*** Text segment Section Begins ***

I dont like the typical "get off the board" footprint, But when its taken from your child does that still make it un-original?
Sorry not ranting just intrested to know your thoughts :thumbup:

Any who, My OH's
 



Attached Files:







DSCF1071.jpg
File size: 19.1 KB
Views: 69


----------



## Burchy314

Your OH's tattoo looks amazing! I don't think that was unoriginal, but some like that can be. I don't have a tattoo of my daughters name, but I plan on getting it sometime this year. I just want to figure out what I want. I know I want it on the back of my left shoulder blade and I want a butterfly theme with it.

I can't wait to see a picture of your tattoo.


----------



## Ablaski17

I have hayleys initials and dOB tattooed on my foot and a clover underneath it


----------



## Burchy314

rainbows_x said:


> I'm hoping to get a bird for Ava, as her name means bird
> 
> Also, maybe a cloud or something symbolising her angel big brother/sister.
> 
> Where are you planning getting it done? That's the only thing I am having a hard time trying to figure out! I wouldn't have a clue where to put it. xx

I think a good spot for that is on your shoulder blade.

Something like this....I got bored just to let you know :haha: 
You can completly ignore the picture if you want. It was the only good bird picture I could find, but if I was you I would have the tattoo artist draw it up for you...they tend to do A LOT better job lol.
 



Attached Files:







bird.jpg
File size: 30.8 KB
Views: 3


----------



## tasha41

I just have her name-- see avatar!

Was considering putting a little crown with it or a small heart or wings, or maybe her birth month flower (daffodil) but I'm not in a rush to get anything added>> I'm too poor right now lol.

I was going to go with my shoulder/back area, but it looked silly because my back is small? I would have done it on my wrist but don't want to be stuck in long sleeves if I get a job that is no visible tattoos, so I put it there :)

A girl I know has a tattoo that says "Family" and the "tail" of the Y extends underneath the whole word, and all of her family's initials are hanging off the "tail" of the Y like charms on a charm bracelet-- it is sooo cool!! But not really a tattoo of your baby's name. Just a fun idea... that I can never use! lol


----------



## xSophieBx

My lily tattoo :flower:


----------



## MrsEngland

I'm getting it on my wrist in the disney script. Her room is done in disney princess and me and hubby got married in disney so kinda seems appropriate. I'm so excited to get it done!


----------



## AriannasMama

I want to get one done, I already have 3 stars on the top of my foot and was considering incorporating it into that, but I have no idea how to do that, lol, may have to ask my brother for advice (hes an artist and has a couple tattoos so he may have some good ideas)

*** Text segment Section Ends ***
*** Raw data Section Begins ***

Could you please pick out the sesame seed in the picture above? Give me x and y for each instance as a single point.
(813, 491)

*** Raw data Section Ends ***
*** Raw data Section Begins ***

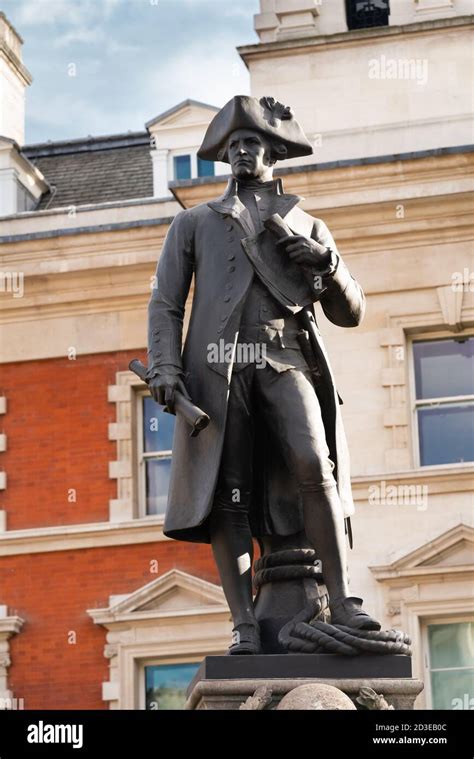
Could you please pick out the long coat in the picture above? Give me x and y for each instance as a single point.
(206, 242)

*** Raw data Section Ends ***
*** Raw data Section Begins ***

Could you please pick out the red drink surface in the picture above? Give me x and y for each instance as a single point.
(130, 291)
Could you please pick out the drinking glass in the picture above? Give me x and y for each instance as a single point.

*** Raw data Section Ends ***

**What you will do:**
1. Summarize the tattoo thread in two sentences.
2. Based on the tattoo thread, answer yes or no to each statement and quote the words that decide it. (a) Burchy314 already has a tattoo with a daughter's name. (b) tasha41 avoided the wrist out of concern about a job that allows no visible tattoos. (c) MrsEngland plans to get the tattoo on an ankle.

**Completed exercise:**
1. Posters in the tattoo thread describe tattoos they have or plan, such as a name, initials with a date of birth, or a bird for a child whose name means bird. They also weigh where to put them, with the shoulder blade, the wrist and the foot all mentioned.

2.
(a) No: "I don't have a tattoo of my daughters name, but I plan on getting it sometime this year."
(b) Yes: "I would have done it on my wrist but don't want to be stuck in long sleeves if I get a job that is no visible tattoos"
(c) No: "I'm getting it on my wrist in the disney script."